### GIVEN ENTRIES ###

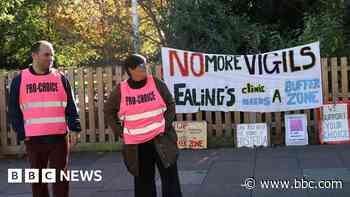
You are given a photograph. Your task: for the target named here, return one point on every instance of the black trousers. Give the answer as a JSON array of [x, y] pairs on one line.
[[39, 156], [145, 185]]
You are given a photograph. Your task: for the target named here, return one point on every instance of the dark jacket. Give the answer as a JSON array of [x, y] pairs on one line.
[[166, 144], [16, 116]]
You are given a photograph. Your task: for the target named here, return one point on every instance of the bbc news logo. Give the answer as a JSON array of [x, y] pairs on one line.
[[51, 175]]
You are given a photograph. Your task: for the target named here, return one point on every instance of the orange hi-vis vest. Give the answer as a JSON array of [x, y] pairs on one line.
[[43, 100], [141, 112]]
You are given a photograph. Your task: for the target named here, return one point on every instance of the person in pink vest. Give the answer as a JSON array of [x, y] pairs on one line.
[[141, 110], [42, 110]]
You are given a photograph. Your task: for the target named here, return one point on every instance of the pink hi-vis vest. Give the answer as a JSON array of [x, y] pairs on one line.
[[141, 112], [43, 100]]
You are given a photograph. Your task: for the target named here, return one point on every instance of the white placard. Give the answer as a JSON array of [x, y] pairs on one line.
[[250, 135], [283, 80], [296, 129], [335, 126], [191, 134]]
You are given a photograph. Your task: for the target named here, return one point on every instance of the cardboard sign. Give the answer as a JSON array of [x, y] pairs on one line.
[[296, 129], [283, 80], [250, 135], [334, 123], [191, 135]]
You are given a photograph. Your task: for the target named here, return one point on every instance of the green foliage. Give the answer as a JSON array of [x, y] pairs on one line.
[[98, 32]]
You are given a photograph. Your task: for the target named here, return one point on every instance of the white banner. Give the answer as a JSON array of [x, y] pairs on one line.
[[296, 129], [250, 135], [283, 80]]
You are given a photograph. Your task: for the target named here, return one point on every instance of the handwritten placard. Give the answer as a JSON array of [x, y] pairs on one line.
[[191, 134], [296, 129], [250, 135]]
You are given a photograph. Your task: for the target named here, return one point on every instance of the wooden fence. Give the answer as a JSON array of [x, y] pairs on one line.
[[92, 86]]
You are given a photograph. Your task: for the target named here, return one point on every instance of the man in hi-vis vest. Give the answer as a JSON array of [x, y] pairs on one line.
[[42, 110], [141, 111]]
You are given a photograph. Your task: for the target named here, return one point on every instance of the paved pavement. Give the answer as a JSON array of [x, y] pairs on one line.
[[214, 172]]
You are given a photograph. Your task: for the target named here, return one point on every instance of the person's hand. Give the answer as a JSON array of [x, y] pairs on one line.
[[74, 138]]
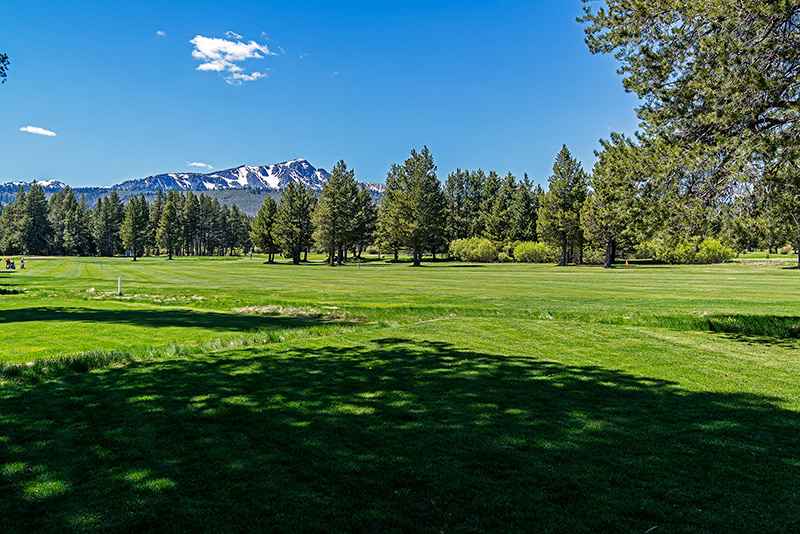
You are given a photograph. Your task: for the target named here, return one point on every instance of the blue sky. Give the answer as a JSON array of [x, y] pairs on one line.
[[498, 85]]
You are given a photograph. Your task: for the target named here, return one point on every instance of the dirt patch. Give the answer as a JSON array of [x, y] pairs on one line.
[[330, 313]]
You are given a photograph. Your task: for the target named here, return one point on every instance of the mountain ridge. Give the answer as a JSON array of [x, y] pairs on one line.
[[263, 178]]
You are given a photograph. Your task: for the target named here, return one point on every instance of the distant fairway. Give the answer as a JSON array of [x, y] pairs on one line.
[[450, 397]]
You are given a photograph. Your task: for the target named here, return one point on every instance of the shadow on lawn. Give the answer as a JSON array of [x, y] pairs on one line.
[[755, 329], [158, 318], [391, 436]]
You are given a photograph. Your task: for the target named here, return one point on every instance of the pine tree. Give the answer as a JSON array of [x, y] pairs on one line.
[[522, 212], [11, 224], [497, 218], [334, 215], [34, 226], [364, 221], [76, 237], [134, 226], [420, 205], [559, 216], [56, 217], [189, 218], [169, 227], [262, 231], [153, 225], [457, 224], [611, 213], [238, 228], [293, 226], [106, 225], [389, 229], [491, 185]]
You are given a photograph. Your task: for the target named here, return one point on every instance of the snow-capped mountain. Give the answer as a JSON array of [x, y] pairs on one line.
[[244, 186], [263, 178], [49, 186]]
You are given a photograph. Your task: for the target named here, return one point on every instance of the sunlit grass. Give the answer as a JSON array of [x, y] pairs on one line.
[[223, 394]]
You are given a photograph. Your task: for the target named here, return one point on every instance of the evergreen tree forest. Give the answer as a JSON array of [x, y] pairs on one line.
[[624, 208]]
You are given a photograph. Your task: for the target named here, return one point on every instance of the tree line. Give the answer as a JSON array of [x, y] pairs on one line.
[[617, 209], [172, 224]]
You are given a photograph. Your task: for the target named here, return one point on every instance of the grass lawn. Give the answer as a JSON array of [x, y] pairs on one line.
[[227, 395]]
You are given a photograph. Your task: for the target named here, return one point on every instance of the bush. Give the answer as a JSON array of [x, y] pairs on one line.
[[533, 252], [474, 249], [594, 256], [712, 251], [708, 251]]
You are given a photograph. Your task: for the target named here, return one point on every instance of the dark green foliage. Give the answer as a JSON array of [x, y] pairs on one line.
[[613, 211], [523, 211], [156, 212], [414, 210], [34, 226], [335, 213], [293, 226], [134, 226], [364, 221], [4, 64], [168, 233], [262, 231], [559, 214], [108, 215]]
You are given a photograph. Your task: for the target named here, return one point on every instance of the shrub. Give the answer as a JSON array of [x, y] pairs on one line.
[[594, 256], [533, 252], [474, 249], [712, 251], [708, 251]]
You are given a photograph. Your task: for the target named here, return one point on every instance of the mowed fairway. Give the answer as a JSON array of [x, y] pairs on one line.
[[227, 395]]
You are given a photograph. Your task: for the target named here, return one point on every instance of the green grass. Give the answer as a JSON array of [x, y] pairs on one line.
[[380, 398]]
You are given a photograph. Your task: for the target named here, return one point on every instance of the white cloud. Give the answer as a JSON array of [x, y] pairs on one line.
[[38, 131], [200, 165], [222, 55]]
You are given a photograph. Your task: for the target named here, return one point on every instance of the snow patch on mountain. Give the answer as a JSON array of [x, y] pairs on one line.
[[273, 177]]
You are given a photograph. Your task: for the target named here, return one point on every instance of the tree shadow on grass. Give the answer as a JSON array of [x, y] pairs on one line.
[[155, 318], [391, 436], [776, 330]]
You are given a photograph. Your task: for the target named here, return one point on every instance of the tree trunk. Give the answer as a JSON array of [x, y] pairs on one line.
[[611, 252]]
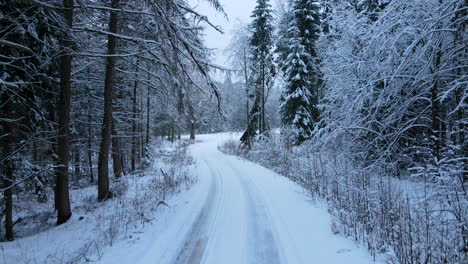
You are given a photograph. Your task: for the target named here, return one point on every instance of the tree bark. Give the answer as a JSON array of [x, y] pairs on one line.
[[192, 130], [148, 102], [134, 121], [76, 164], [116, 158], [8, 179], [103, 170], [62, 197]]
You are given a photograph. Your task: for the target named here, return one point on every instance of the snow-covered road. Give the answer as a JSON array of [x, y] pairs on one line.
[[239, 212]]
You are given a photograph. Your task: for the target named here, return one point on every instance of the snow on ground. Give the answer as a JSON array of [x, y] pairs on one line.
[[94, 226], [238, 212]]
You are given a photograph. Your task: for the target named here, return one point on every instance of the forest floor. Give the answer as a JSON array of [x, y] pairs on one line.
[[236, 212]]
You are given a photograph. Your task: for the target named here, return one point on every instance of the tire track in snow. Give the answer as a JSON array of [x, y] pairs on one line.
[[262, 240], [198, 237]]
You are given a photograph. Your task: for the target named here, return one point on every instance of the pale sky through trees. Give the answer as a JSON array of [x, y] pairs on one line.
[[236, 10]]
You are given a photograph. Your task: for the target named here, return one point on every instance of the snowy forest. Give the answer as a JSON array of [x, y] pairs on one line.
[[116, 126]]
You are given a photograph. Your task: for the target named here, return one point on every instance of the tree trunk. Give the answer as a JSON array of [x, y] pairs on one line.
[[148, 102], [8, 179], [62, 196], [90, 153], [116, 159], [76, 164], [134, 121], [103, 170]]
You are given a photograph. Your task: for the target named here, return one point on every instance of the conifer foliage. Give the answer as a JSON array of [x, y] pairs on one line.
[[300, 97], [263, 68]]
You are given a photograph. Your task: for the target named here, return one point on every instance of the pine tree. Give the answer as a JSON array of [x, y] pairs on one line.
[[263, 68], [300, 98]]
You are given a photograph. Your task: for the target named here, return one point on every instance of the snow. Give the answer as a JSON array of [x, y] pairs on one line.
[[238, 212]]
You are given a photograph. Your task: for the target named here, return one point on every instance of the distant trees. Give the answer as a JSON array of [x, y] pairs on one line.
[[57, 94], [395, 85]]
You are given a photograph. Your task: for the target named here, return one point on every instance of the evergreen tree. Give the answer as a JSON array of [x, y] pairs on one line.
[[263, 68], [300, 98]]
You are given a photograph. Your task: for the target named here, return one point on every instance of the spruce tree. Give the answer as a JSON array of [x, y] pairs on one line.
[[300, 97], [263, 68]]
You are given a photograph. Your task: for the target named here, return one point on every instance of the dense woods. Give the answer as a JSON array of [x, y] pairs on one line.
[[373, 99], [86, 86], [363, 103]]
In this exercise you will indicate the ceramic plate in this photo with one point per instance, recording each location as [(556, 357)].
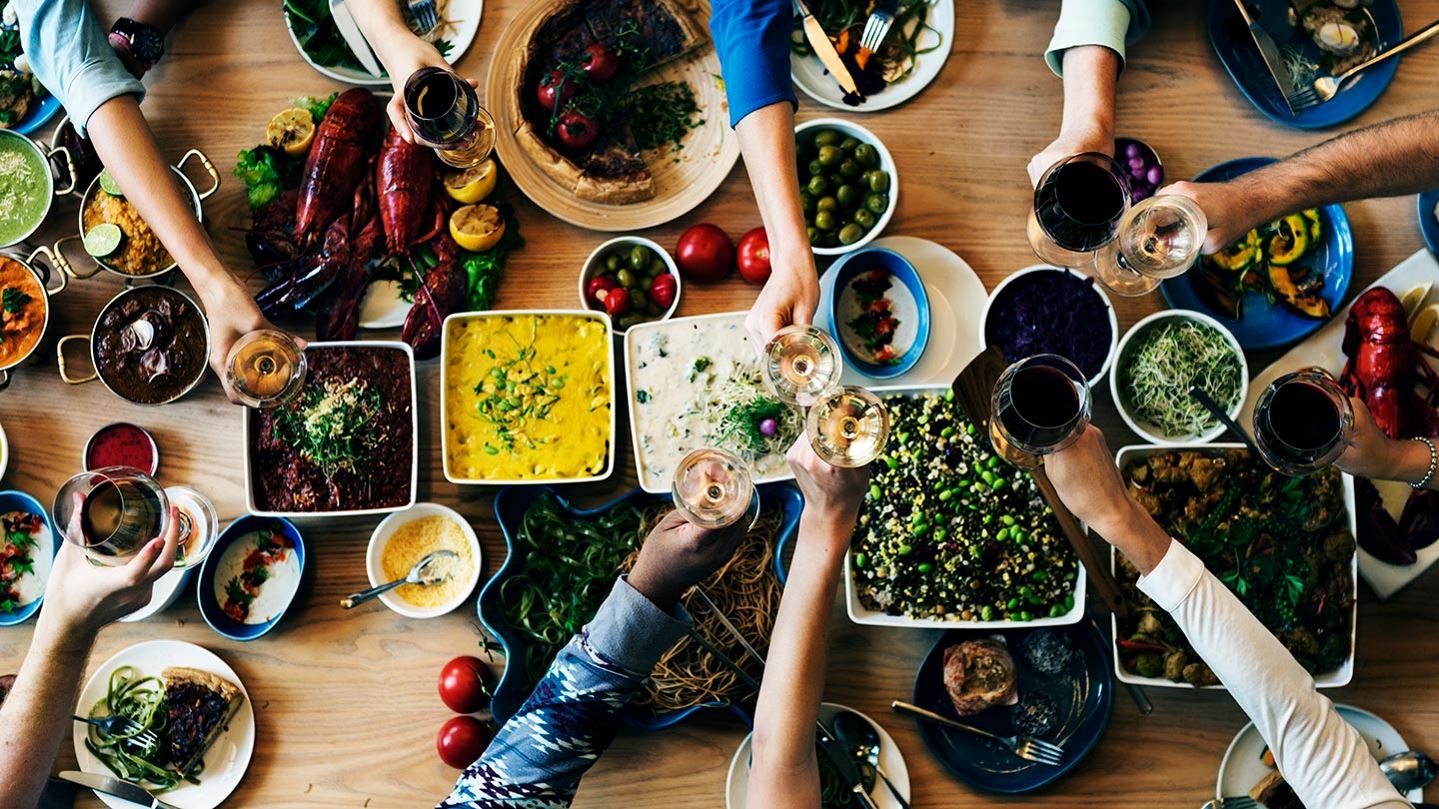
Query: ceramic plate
[(228, 759)]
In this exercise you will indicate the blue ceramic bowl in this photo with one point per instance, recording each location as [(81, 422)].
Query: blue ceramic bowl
[(1241, 58), (514, 684), (864, 261), (19, 501), (1272, 324), (205, 583)]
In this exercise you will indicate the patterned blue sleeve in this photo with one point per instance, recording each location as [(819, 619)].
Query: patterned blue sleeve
[(538, 757), (753, 41)]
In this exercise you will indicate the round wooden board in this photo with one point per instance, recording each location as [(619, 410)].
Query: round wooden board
[(682, 177)]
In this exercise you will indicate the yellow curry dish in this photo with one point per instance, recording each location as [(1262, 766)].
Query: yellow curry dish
[(527, 398)]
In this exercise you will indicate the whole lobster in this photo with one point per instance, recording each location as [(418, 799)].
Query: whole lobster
[(1387, 370)]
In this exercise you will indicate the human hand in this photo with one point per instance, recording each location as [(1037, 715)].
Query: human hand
[(678, 554)]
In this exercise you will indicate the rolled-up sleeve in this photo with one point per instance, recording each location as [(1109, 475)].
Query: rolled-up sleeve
[(72, 58), (753, 42)]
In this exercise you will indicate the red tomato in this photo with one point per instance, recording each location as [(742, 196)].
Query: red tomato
[(577, 130), (704, 252), (462, 740), (554, 89), (662, 290), (754, 256), (465, 684), (599, 62)]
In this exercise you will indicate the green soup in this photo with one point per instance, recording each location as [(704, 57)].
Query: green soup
[(25, 189)]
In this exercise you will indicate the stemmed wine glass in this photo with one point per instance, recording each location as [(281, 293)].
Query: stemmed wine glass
[(1077, 210), (1159, 238), (1303, 422)]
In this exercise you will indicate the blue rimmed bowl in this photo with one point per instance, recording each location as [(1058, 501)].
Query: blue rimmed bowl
[(13, 500), (212, 569), (908, 300), (514, 685)]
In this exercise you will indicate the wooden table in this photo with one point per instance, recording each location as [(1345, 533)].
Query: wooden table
[(346, 703)]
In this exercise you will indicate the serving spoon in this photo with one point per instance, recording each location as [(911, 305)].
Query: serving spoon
[(420, 575)]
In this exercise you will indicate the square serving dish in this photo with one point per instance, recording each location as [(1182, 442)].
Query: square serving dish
[(1334, 678), (415, 441), (859, 613)]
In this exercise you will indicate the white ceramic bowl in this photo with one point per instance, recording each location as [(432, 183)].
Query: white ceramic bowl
[(382, 537), (1108, 307), (592, 268), (1146, 429), (887, 161)]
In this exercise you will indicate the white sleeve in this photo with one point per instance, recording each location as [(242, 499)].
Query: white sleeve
[(1317, 752)]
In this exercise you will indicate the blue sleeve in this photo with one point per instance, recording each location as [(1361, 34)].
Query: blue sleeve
[(72, 58), (753, 42), (537, 759)]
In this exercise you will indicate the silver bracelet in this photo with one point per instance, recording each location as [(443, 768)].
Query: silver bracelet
[(1433, 464)]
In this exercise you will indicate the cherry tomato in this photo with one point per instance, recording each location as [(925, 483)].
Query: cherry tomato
[(465, 684), (600, 64), (556, 89), (754, 256), (577, 130), (704, 252), (462, 740), (662, 290)]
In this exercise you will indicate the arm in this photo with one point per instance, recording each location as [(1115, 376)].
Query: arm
[(1320, 755), (1385, 160), (783, 770)]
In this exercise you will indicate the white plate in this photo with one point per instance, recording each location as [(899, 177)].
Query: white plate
[(957, 301), (464, 13), (810, 77), (1324, 349), (1241, 767), (228, 759), (1328, 680), (890, 760)]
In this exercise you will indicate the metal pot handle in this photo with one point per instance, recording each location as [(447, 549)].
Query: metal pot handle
[(209, 169), (59, 357)]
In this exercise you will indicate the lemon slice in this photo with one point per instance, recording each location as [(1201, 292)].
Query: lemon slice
[(472, 184), (291, 130), (477, 226), (102, 239)]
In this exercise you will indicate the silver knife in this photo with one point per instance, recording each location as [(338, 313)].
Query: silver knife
[(1269, 52), (825, 49), (117, 788)]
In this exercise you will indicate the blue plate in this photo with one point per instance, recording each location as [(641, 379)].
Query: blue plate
[(1084, 695), (514, 684), (1428, 222), (205, 583), (19, 501), (1265, 324), (864, 261), (1241, 58)]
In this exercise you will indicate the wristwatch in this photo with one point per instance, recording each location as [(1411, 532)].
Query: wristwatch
[(141, 43)]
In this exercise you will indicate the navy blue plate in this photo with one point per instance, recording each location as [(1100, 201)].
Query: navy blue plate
[(1265, 324), (514, 684), (1084, 695), (1241, 58), (13, 500), (205, 582)]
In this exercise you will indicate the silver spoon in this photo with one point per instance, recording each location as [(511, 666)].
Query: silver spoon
[(419, 575)]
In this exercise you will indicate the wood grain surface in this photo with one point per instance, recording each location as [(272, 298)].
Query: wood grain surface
[(346, 701)]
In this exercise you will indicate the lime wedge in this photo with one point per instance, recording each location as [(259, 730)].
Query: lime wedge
[(108, 184), (102, 239)]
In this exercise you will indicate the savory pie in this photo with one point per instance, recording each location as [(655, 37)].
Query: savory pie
[(610, 170), (199, 706)]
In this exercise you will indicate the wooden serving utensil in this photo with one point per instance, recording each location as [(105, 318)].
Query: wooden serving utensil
[(973, 387)]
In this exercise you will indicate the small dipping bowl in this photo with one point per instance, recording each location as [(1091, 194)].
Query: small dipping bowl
[(123, 444)]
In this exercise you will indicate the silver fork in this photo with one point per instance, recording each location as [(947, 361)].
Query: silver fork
[(1328, 87), (123, 727), (1023, 746)]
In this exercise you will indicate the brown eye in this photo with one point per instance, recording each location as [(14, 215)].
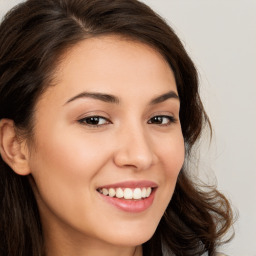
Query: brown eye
[(162, 120), (94, 120)]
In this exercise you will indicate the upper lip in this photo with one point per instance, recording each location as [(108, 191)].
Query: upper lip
[(131, 184)]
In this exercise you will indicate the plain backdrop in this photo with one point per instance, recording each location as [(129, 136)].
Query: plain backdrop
[(220, 36)]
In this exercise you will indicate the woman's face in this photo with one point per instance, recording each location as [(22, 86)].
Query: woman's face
[(109, 128)]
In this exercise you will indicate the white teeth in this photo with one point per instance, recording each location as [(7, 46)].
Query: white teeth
[(148, 192), (143, 192), (119, 193), (111, 192), (137, 193), (127, 193)]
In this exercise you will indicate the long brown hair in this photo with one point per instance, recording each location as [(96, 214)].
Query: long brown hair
[(33, 37)]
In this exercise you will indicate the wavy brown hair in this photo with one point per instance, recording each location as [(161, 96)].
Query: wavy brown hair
[(33, 37)]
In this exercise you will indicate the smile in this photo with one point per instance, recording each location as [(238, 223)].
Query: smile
[(127, 193)]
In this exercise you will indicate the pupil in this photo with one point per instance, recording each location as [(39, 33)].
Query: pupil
[(157, 119), (93, 120)]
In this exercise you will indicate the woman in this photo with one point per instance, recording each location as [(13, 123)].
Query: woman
[(99, 109)]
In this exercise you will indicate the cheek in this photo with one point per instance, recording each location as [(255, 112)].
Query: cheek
[(172, 154)]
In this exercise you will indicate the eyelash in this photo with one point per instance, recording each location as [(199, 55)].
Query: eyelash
[(93, 121)]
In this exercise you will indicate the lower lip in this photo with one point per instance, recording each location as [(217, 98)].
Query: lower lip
[(133, 206)]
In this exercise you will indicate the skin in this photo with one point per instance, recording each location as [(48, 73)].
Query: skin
[(70, 159)]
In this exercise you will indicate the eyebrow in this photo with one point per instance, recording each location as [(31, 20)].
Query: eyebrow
[(164, 97), (113, 99), (97, 96)]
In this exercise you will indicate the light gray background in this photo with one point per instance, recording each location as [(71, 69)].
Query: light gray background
[(220, 36)]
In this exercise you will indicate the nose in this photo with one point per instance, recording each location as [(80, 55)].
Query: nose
[(134, 149)]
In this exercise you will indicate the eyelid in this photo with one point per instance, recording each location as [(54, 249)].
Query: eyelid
[(172, 119)]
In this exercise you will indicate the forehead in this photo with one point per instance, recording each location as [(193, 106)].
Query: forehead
[(113, 65)]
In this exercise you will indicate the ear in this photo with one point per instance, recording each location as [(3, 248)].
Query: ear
[(13, 151)]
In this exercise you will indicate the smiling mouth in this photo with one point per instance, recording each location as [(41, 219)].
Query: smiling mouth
[(127, 193)]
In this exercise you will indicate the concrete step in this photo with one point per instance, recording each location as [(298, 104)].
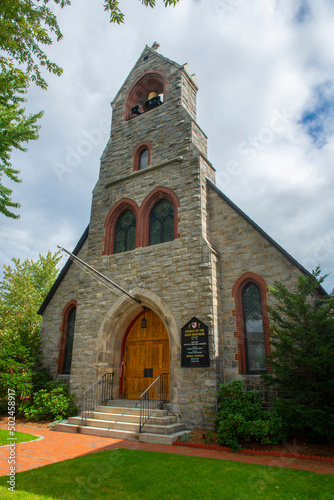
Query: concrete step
[(146, 437), (163, 429), (105, 424), (116, 417), (124, 403), (118, 411), (159, 418), (127, 410)]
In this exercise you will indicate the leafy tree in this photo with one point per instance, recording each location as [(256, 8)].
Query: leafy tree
[(302, 358), (26, 27), (22, 291)]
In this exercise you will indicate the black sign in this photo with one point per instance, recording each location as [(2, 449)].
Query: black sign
[(195, 344)]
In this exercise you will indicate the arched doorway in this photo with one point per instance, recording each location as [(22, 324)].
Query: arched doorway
[(145, 354)]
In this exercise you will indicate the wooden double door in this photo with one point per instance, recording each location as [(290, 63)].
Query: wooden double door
[(146, 355)]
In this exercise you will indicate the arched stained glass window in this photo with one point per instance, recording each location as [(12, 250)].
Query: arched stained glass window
[(161, 226), (143, 159), (68, 344), (125, 232), (254, 331)]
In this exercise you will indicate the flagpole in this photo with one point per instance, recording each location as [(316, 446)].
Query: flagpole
[(86, 266)]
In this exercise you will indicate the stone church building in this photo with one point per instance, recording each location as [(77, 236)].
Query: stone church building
[(160, 228)]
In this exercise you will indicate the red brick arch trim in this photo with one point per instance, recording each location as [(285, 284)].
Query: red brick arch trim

###

* SET EXERCISE: Output exactly the lines above, from the one holding "In this exercise you will indicate the black" through the end of the data, including the first and last.

* FINAL ANSWER:
In this exercise you will indicate the black sign in this photo with one point per instance, recording each location as [(2, 449)].
Query: black sign
[(195, 344)]
In this exercise you will indicate the arched doorway in this photo with one point per instance, recording each location as [(22, 324)].
Query: arched doorway
[(145, 354)]
In this exercise you will indicate the wooden double door in this photo with one point per instance, recording each location as [(290, 63)].
Query: wooden double door
[(146, 355)]
In this exercise you will indicate the arched stained glass window in this photo with one point per instance, recording each location as [(12, 250)].
Query: arched stained glass window
[(161, 226), (143, 159), (68, 344), (125, 232), (254, 331)]
In this exercise you will indicate the flagpole in this photo with one point per instance, recording each location as [(316, 446)].
Query: flagpole
[(86, 266)]
In this exercise you will indicate the stone church building in this photo with one point per instance, recording each location as [(77, 236)].
Query: stone church building
[(160, 228)]
In this exercise you will indicate the red brick arch trim in this photo with one point per instance, recording each location as [(285, 284)].
Query: red brick arch trim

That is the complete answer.